### Selected extract:
##########
Who Are the Real Criminals?
Warped Incentives
“Prosecutors have more power than anyone, in many respects, over the lives of the average person,” said Daniel Medwed, professor at the Northeastern University School of Law. “But there is almost no accountability, no transparency, and the public isn’t paying attention—that is a very, very combustible concoction.
In Colorado, a district attorney is offering financial incentives for felony prosecutors who meet their goals for conviction rates at trial. Plea bargains and mistrials don’t count towards the incentives, which average $1,100 per conviction, according to The Denver Post. The Eighteenth Judicial District’s Carol Chambers says she set up the bonus goals to encourage prosecutors to meet minimum requirements that put her district in line with other jurisdictions in the state. Offering financial incentives to prosecutors who get convictions is highly unethical to those who understand the realities of the U.S. legal system. The Denver Post reports that other Colorado DAs interviewed don’t offer similar bonuses. Nor do they tie performance evaluations to conviction rates.
Public defenders worry the bonuses will push prosecutors to force cases to trial. Chambers, who began the incentive program in 2010, exempts prosecutors assigned to complex trials. The Post reports that the felony conviction rate, 69 percent, for the Eighteenth District is just behind rates for Jefferson and Boulder counties, but on par with Denver and Adams counties. Bonuses are to be awarded to those whose conviction rates top 70 percent.
Some prosecutors are wary of the financial incentives as well. “Our job is not to directly tie the conviction rate, trials, or plea bargains to a monetary figure,” First Judicial District Attorney Scott Storey tells a local new channel. “That would be like working on commission or something. And that’s not what we do.”
Behaving Badly
Prosecutorial misconduct can be found across the U.S. For example, in Massachusetts prosecutors have violated defendants’ rights to a fair trial regularly and without punishment, even as wrongfully convicted victims of tainted prosecutions have spent years in prison before being freed, decades of court rulings show.
Since 1985 the state’s Supreme Judicial Court and Appeals Court have partly or entirely reversed at least 120 criminal convictions because of the prosecuting attorney’s misconduct, as described in the judges’ rationale for the overturned verdicts. The New England Center for Investigative Reporting (NECIR) reviewed more than 1,000 rulings in which defendants alleged prosecutorial misconduct. In addition to the 120 reversals, judges criticized the prosecution’s behavior in another 250 cases, but found the lapses not serious enough to affect the jury’s decision, and upheld the convictions.
At least eleven convicted defendants in the reviewed cases were ultimately exonerated. Cumulatively, their time served for crimes they didn’t commit totaled more than 100 years. Others were convicted again or pleaded guilty when facing retrial, sometimes to lesser charges with sentences reduced. Some prosecutors hid important evidence from defense attorneys or didn’t disclose information bearing negatively on witness credibility, judges said. Others misrepresented evidence in their closing statements to the court.
While the 120 reversals are only a small fraction of all convictions, they show the self-regulatory system meant to deal with lawyers’ ethical lapses is unusually protective of prosecutors. When courts throw out convictions citing prosecutorial misconduct, they rarely name wayward prosecutors or recommend discipline.
##########
### Record extracts:

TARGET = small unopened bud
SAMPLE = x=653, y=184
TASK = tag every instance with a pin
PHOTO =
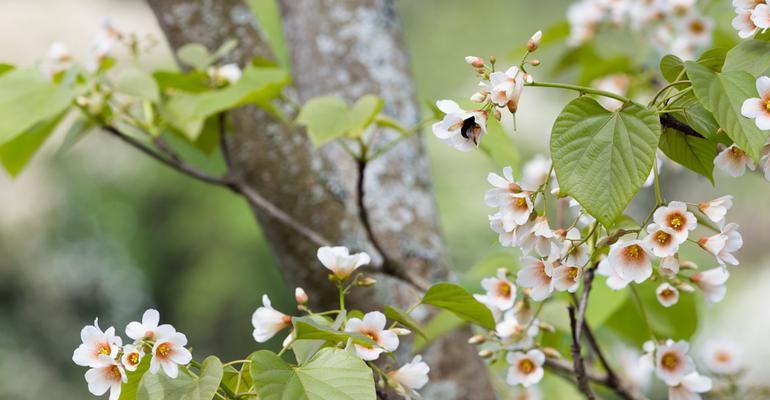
x=478, y=339
x=534, y=41
x=550, y=352
x=486, y=353
x=401, y=331
x=365, y=281
x=300, y=296
x=476, y=62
##########
### Challenges:
A: Reproduce word for word the passage of the article on prosecutors starting at "Who Are the" and ending at "very combustible concoction.".
B: Name every county that the article on prosecutors mentions.
The records have nothing to do with the article on prosecutors.

### Completed exercise:
A:
Who Are the Real Criminals?
Warped Incentives
“Prosecutors have more power than anyone, in many respects, over the lives of the average person,” said Daniel Medwed, professor at the Northeastern University School of Law. “But there is almost no accountability, no transparency, and the public isn’t paying attention—that is a very, very combustible concoction.

B: Jefferson, Boulder, Denver, Adams